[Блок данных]
::::::::

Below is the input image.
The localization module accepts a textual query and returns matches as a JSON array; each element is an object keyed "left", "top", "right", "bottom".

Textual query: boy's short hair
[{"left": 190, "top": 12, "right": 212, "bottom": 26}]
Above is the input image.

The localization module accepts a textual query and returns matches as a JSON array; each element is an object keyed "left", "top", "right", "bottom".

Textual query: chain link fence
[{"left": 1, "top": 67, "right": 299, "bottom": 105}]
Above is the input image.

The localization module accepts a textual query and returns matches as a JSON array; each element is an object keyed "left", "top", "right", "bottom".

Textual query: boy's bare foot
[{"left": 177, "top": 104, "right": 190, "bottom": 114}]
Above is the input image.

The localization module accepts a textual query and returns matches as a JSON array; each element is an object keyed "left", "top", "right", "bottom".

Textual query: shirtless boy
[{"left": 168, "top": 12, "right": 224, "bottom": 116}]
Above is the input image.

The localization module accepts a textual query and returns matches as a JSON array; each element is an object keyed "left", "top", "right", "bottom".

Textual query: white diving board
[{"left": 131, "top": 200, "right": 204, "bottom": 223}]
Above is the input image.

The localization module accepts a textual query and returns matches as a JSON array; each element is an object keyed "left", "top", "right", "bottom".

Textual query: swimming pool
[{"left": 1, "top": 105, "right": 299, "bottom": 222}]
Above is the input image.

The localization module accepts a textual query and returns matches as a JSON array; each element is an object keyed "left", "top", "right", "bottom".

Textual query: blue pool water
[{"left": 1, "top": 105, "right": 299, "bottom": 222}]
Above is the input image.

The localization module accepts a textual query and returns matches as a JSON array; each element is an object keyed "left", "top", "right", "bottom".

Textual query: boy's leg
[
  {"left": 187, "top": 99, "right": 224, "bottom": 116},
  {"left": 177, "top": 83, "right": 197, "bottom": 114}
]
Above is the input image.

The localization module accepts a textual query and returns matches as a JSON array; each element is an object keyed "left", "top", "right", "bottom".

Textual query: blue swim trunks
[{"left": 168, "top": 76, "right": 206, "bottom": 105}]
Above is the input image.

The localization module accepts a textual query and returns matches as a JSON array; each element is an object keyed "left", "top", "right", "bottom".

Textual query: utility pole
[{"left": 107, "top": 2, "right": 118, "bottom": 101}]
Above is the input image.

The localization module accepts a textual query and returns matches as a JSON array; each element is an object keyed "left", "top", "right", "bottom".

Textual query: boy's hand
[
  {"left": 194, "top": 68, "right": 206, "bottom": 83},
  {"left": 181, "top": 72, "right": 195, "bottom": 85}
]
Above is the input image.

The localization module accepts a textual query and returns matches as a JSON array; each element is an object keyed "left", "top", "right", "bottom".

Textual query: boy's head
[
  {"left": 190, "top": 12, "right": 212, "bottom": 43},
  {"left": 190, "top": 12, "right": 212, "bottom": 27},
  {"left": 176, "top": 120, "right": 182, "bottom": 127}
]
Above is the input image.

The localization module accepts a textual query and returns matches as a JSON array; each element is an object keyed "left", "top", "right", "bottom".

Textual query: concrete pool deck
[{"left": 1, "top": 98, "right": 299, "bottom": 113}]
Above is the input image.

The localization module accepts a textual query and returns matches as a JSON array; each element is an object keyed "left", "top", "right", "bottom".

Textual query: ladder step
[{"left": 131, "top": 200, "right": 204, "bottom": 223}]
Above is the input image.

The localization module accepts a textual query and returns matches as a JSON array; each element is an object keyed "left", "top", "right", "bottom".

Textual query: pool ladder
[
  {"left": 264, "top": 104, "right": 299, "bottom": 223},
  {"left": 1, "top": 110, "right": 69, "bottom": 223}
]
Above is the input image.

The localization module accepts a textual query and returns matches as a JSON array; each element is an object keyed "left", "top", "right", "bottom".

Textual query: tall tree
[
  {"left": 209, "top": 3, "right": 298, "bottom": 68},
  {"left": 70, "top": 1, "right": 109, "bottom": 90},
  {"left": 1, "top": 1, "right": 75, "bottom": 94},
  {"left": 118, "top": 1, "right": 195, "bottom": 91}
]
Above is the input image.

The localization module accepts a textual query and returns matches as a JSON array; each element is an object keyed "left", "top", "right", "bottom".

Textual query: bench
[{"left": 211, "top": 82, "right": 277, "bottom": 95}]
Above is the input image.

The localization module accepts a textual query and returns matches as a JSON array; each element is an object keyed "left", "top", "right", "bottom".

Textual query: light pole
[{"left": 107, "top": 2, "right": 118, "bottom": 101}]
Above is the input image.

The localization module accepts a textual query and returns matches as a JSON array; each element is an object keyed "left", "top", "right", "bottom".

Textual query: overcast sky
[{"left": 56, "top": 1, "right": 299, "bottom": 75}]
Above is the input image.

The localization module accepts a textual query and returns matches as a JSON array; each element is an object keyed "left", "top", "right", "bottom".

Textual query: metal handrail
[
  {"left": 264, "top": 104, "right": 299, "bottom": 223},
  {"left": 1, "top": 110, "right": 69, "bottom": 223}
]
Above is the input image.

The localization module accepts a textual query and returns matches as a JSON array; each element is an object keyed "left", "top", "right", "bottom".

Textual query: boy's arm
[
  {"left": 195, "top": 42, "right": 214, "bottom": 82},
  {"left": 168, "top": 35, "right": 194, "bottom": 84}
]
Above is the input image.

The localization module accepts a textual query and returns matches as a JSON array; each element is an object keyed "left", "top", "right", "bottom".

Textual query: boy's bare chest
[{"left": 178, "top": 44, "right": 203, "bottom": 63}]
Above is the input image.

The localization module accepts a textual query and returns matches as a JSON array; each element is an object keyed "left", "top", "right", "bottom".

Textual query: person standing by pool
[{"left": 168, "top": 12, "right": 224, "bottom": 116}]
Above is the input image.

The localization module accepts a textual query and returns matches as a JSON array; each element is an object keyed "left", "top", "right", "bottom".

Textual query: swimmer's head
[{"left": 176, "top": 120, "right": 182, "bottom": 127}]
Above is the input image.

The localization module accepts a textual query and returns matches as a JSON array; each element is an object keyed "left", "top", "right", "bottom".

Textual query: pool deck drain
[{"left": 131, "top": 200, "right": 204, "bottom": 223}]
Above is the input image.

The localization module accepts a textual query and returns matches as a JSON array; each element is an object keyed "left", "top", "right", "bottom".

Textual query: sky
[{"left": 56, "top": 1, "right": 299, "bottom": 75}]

::::::::

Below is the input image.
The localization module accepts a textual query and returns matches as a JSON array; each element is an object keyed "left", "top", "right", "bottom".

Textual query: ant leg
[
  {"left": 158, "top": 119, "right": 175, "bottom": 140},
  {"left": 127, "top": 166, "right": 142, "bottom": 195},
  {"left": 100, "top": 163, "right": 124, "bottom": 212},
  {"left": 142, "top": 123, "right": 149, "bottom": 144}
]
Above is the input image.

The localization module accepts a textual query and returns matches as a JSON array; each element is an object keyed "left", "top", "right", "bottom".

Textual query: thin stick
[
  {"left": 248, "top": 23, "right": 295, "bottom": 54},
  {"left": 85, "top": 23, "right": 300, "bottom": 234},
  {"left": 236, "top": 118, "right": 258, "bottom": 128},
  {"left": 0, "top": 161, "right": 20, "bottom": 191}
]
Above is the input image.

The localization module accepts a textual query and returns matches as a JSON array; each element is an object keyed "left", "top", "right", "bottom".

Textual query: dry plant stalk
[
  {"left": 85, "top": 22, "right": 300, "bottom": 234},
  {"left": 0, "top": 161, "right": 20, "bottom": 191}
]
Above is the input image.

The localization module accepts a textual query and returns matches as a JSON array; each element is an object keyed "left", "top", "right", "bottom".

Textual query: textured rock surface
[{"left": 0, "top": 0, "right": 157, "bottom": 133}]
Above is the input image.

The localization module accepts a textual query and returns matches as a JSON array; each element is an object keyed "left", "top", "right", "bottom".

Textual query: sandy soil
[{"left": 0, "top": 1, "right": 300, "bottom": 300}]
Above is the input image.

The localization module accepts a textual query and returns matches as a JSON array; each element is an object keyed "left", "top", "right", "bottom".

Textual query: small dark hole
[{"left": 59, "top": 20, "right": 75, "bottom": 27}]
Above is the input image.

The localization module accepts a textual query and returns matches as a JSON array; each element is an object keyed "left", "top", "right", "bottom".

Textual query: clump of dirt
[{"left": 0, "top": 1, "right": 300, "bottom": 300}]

::::::::

• _Суть задания_: В каких строках встречается слово «blue»? Выпишите из данных каждую такую строку.

• _Готовое решение_:
Textual query: blue pool water
Textual query: blue swim trunks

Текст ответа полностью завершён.